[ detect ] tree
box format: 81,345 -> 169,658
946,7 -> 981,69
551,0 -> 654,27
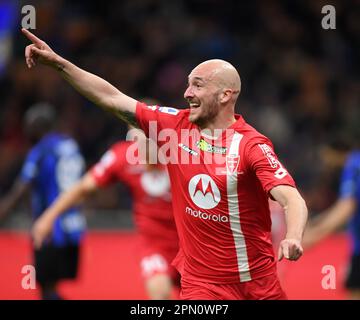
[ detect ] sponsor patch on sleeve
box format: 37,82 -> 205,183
258,143 -> 287,179
159,107 -> 179,116
147,106 -> 158,111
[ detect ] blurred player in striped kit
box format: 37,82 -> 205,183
0,103 -> 85,300
33,123 -> 179,300
304,138 -> 360,300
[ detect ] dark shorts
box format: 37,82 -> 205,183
34,245 -> 79,286
345,255 -> 360,290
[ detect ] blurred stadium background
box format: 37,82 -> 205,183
0,0 -> 360,299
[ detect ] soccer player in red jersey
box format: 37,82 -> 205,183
32,129 -> 179,300
23,30 -> 307,299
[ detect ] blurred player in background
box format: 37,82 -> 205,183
304,142 -> 360,300
0,103 -> 85,300
23,29 -> 307,300
33,124 -> 180,300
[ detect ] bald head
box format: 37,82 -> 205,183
190,59 -> 241,93
184,59 -> 241,129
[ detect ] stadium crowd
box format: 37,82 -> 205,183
0,0 -> 360,212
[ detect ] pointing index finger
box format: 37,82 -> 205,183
21,28 -> 42,44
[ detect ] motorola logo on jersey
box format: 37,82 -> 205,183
189,174 -> 221,209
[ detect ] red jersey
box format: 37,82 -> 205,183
90,141 -> 178,244
136,103 -> 295,283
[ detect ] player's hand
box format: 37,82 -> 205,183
278,239 -> 304,261
21,28 -> 59,69
302,227 -> 320,248
31,214 -> 53,249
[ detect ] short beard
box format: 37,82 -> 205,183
189,98 -> 219,128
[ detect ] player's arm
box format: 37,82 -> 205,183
22,29 -> 137,126
270,185 -> 308,260
303,197 -> 356,247
0,179 -> 30,220
32,173 -> 98,248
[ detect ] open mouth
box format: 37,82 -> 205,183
189,102 -> 200,109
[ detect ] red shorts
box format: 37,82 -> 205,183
180,274 -> 287,300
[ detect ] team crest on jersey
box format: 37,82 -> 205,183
188,174 -> 221,209
226,154 -> 240,173
159,107 -> 179,116
196,139 -> 227,154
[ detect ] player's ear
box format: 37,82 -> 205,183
220,89 -> 232,103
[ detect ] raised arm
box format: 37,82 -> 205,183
270,185 -> 308,261
22,29 -> 137,127
32,173 -> 97,248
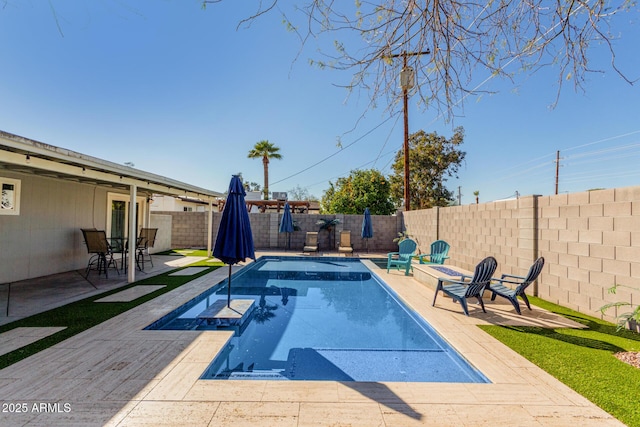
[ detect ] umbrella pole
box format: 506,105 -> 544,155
227,264 -> 231,308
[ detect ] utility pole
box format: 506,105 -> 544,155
390,49 -> 431,211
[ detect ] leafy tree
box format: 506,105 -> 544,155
247,139 -> 282,200
287,185 -> 318,201
203,0 -> 638,118
320,169 -> 396,215
389,127 -> 466,209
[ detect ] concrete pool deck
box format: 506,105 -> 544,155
0,252 -> 623,426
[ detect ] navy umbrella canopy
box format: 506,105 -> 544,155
278,203 -> 293,249
213,175 -> 256,306
360,208 -> 373,252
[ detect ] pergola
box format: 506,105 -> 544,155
218,200 -> 311,213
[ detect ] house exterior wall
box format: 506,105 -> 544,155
0,171 -> 112,283
403,187 -> 640,320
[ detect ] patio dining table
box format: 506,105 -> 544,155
109,237 -> 144,273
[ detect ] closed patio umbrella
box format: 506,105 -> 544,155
278,203 -> 293,249
213,175 -> 256,307
360,208 -> 373,252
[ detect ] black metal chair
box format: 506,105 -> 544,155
136,228 -> 158,271
431,257 -> 498,316
81,228 -> 120,279
485,257 -> 544,314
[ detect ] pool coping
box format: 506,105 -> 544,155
0,254 -> 623,426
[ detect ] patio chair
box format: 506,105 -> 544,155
302,231 -> 318,252
431,256 -> 498,316
485,257 -> 544,315
136,228 -> 158,271
338,231 -> 353,254
387,239 -> 418,276
418,240 -> 450,264
81,228 -> 120,279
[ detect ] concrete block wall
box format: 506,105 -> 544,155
165,212 -> 402,252
154,211 -> 210,248
404,187 -> 640,320
538,187 -> 640,320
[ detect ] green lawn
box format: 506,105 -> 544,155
0,260 -> 224,369
0,262 -> 640,427
480,298 -> 640,427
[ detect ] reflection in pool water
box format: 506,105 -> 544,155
152,257 -> 488,382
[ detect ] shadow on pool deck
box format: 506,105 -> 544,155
0,253 -> 622,426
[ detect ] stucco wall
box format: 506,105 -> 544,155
0,171 -> 107,283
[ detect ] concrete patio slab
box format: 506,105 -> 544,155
94,285 -> 167,302
0,254 -> 623,427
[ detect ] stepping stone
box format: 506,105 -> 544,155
0,326 -> 67,356
94,285 -> 166,302
169,267 -> 209,276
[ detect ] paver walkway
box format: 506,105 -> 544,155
0,254 -> 622,427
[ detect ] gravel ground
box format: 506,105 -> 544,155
614,351 -> 640,369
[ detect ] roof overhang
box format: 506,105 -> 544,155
0,131 -> 224,202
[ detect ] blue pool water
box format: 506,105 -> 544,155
148,257 -> 488,383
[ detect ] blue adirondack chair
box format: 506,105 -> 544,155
418,240 -> 449,264
485,257 -> 544,314
431,256 -> 498,316
387,239 -> 418,276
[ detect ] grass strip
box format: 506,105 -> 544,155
0,261 -> 224,369
480,297 -> 640,427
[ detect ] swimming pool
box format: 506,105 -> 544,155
147,257 -> 489,383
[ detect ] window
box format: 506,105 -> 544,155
106,193 -> 146,239
0,177 -> 20,215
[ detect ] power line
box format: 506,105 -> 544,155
270,116 -> 393,185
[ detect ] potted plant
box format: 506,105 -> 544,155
600,284 -> 640,332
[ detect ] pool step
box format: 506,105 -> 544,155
196,299 -> 255,327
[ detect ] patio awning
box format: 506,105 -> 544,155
0,130 -> 224,282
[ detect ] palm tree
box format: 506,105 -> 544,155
248,139 -> 282,200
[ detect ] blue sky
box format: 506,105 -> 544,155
0,0 -> 640,204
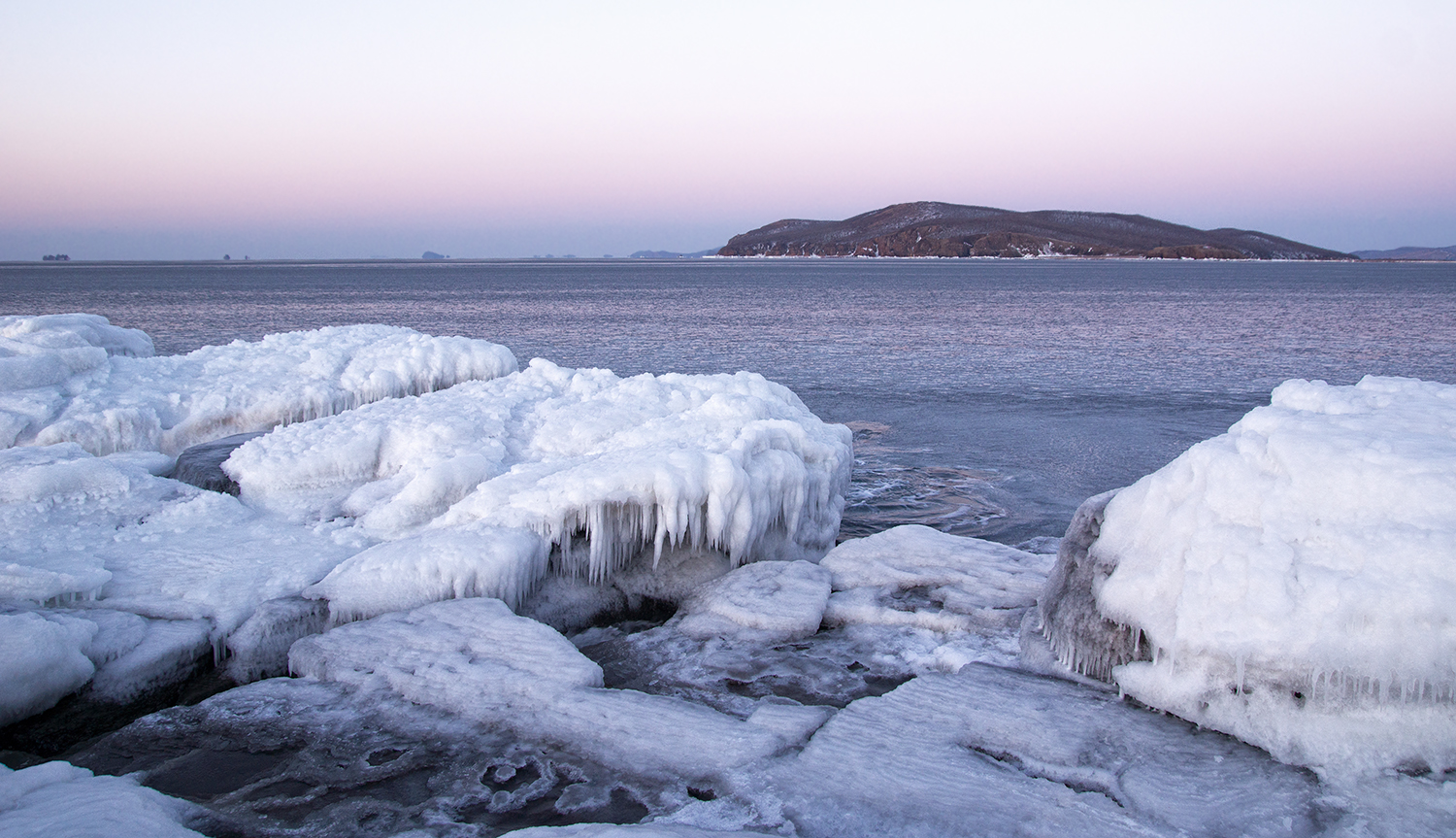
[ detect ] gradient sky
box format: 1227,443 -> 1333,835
0,0 -> 1456,259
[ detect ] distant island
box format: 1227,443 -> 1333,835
628,248 -> 718,259
718,201 -> 1356,259
1354,245 -> 1456,262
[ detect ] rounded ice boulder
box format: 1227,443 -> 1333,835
1042,376 -> 1456,772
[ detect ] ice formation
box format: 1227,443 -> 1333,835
1054,378 -> 1456,772
676,559 -> 830,641
288,597 -> 791,781
0,762 -> 200,838
772,664 -> 1322,838
0,443 -> 358,714
1039,489 -> 1152,681
573,526 -> 1051,719
820,524 -> 1050,631
0,315 -> 515,454
231,358 -> 850,620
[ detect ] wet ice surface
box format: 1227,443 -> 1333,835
22,527 -> 1456,838
62,679 -> 667,836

= = = = = = =

▸ WHAT YOU WILL DO:
Reproduce the listing above word for word, from its first line through its last, and omit the pictures.

▸ THE REPLY:
[ detect ] tree
box format: 81,345 -> 169,658
946,7 -> 981,69
551,0 -> 654,27
[ detect ] sponsor patch on sleeve
box format: 37,82 -> 205,183
258,143 -> 287,179
159,107 -> 179,116
147,106 -> 158,111
[ detect ] blurred player in striped kit
box format: 37,82 -> 205,183
0,103 -> 85,300
33,123 -> 179,300
304,138 -> 360,300
[ detect ] dark shorts
box format: 37,82 -> 205,183
34,245 -> 79,286
345,255 -> 360,290
[ detect ] blurred stadium background
box format: 37,82 -> 205,183
0,0 -> 360,299
[ detect ] soccer player in red jersey
box format: 37,82 -> 205,183
32,129 -> 179,300
23,30 -> 307,299
[ detect ] blurred player in background
box format: 37,82 -> 205,183
304,142 -> 360,300
0,103 -> 85,300
23,29 -> 307,300
33,124 -> 180,300
[ detect ] bald head
box format: 37,82 -> 205,183
190,59 -> 241,93
184,59 -> 241,129
[ detect ] stadium crowd
box format: 37,82 -> 205,183
0,0 -> 360,212
[ detect ] pointing index finger
box format: 37,82 -> 205,183
21,28 -> 42,44
[ detect ] motorola logo on jersey
box format: 37,82 -> 205,183
189,174 -> 221,209
[ detect ] red jersey
box format: 37,82 -> 205,183
90,141 -> 178,244
136,103 -> 295,283
[ detect ] player's hand
box format: 37,82 -> 205,183
278,239 -> 304,261
21,28 -> 59,69
302,227 -> 320,248
31,214 -> 53,249
[ detect ] short beard
box format: 37,82 -> 205,183
189,98 -> 219,128
[ detect ] player's arm
box format: 37,82 -> 205,183
22,29 -> 137,126
270,185 -> 308,260
303,197 -> 356,247
0,179 -> 30,220
32,173 -> 98,248
[ detect ] open mouth
box format: 37,82 -> 205,183
189,102 -> 200,109
[ detect ] red shorts
box format: 37,82 -> 205,183
180,274 -> 287,300
[ detect ] team crest on jersey
box format: 37,82 -> 205,183
188,174 -> 221,209
226,154 -> 240,173
159,107 -> 179,116
196,139 -> 227,154
[ detect ] player's ear
box format: 37,82 -> 205,183
220,89 -> 232,103
[ detect ] raised arm
box format: 37,82 -> 205,183
270,185 -> 308,261
22,29 -> 137,127
32,173 -> 97,248
[ detect ] umbrella pole
box format: 506,105 -> 544,155
227,264 -> 231,308
[ detect ] utility pole
box format: 506,105 -> 544,155
390,49 -> 431,211
[ detect ] leafy tree
box format: 506,105 -> 544,155
247,139 -> 282,200
287,185 -> 318,201
203,0 -> 638,118
320,169 -> 396,215
389,127 -> 466,209
[ detect ] concrete pool deck
box format: 506,105 -> 544,155
0,252 -> 623,426
[ detect ] navy umbrella canopy
box format: 506,105 -> 544,155
278,203 -> 293,249
213,175 -> 256,306
360,208 -> 373,252
[ detect ] pergola
box format: 506,105 -> 544,155
218,200 -> 311,213
[ detect ] house exterior wall
box format: 506,105 -> 544,155
0,171 -> 112,283
403,187 -> 640,320
[ detect ] patio dining table
box format: 506,105 -> 544,155
109,237 -> 144,273
[ detect ] closed patio umbrella
box format: 506,105 -> 544,155
278,203 -> 293,249
213,175 -> 256,307
360,208 -> 373,252
[ detect ] black metal chair
box format: 506,105 -> 544,155
136,228 -> 158,271
431,257 -> 498,316
81,228 -> 120,279
485,257 -> 544,314
[ detect ] pool coping
box format: 506,105 -> 544,155
0,254 -> 623,426
[ detect ] patio chair
box format: 506,105 -> 544,155
302,231 -> 318,252
431,256 -> 498,316
485,257 -> 544,315
136,228 -> 158,271
338,231 -> 353,254
387,239 -> 418,276
418,240 -> 450,264
81,228 -> 120,279
[ detect ] concrete block wall
box format: 506,105 -> 544,155
165,212 -> 402,252
154,211 -> 210,248
404,187 -> 640,320
538,187 -> 640,320
[ detect ] green lawn
box format: 506,105 -> 544,155
0,260 -> 224,369
0,262 -> 640,427
480,298 -> 640,427
[ detect ] reflection in pool water
box format: 506,105 -> 544,155
152,257 -> 488,382
[ detect ] shadow on pool deck
box format: 506,105 -> 544,155
0,253 -> 622,426
[ detect ] stucco wall
box format: 506,105 -> 544,155
0,171 -> 107,283
[ detect ] concrete patio slab
box format: 506,105 -> 544,155
94,285 -> 167,302
0,254 -> 623,427
[ detect ] stepping stone
box format: 506,105 -> 544,155
0,326 -> 67,356
94,285 -> 166,302
169,267 -> 209,276
[ detect ] paver walkway
box format: 506,105 -> 544,155
0,254 -> 622,427
[ detect ] gravel ground
box format: 506,105 -> 544,155
614,351 -> 640,369
[ detect ] roof overhang
box format: 506,105 -> 544,155
0,131 -> 224,202
[ detect ] blue pool water
box format: 506,105 -> 544,155
148,257 -> 488,383
[ detect ] blue adirondack chair
box format: 506,105 -> 544,155
418,240 -> 449,264
485,257 -> 544,314
431,256 -> 498,316
387,239 -> 418,276
[ detect ] grass strip
box format: 506,105 -> 544,155
0,261 -> 224,369
480,297 -> 640,427
[ detect ] swimming pool
box format: 506,105 -> 544,155
147,257 -> 489,383
[ detect ] window
box format: 506,105 -> 544,155
106,193 -> 146,239
0,177 -> 20,215
[ detect ] power line
box format: 506,105 -> 544,155
270,116 -> 393,185
[ detect ] potted plant
box format: 506,105 -> 544,155
600,284 -> 640,332
[ detect ] pool step
box format: 506,105 -> 544,155
196,299 -> 255,327
[ detect ] patio awning
box format: 506,105 -> 544,155
0,130 -> 224,282
[ detect ] palm tree
box format: 506,105 -> 544,155
248,139 -> 282,200
[ detect ] blue sky
box format: 506,105 -> 544,155
0,0 -> 640,204
[ detect ] gradient sky
box format: 1227,443 -> 1333,835
0,0 -> 1456,259
[ detect ] distant island
box format: 1227,443 -> 1333,835
628,248 -> 718,259
718,201 -> 1356,259
1354,245 -> 1456,262
[ detect ] rounded ice boulder
box format: 1227,443 -> 1333,835
1042,376 -> 1456,772
[ detect ] ice formation
box format: 1227,443 -> 1333,835
1054,378 -> 1456,772
676,559 -> 830,641
288,597 -> 791,781
0,762 -> 200,838
772,664 -> 1322,838
0,443 -> 358,714
1039,489 -> 1152,681
573,526 -> 1051,719
820,524 -> 1050,631
0,315 -> 515,454
231,358 -> 850,620
[ detect ] wet ice surface
box format: 1227,443 -> 1333,835
22,527 -> 1456,838
62,679 -> 667,836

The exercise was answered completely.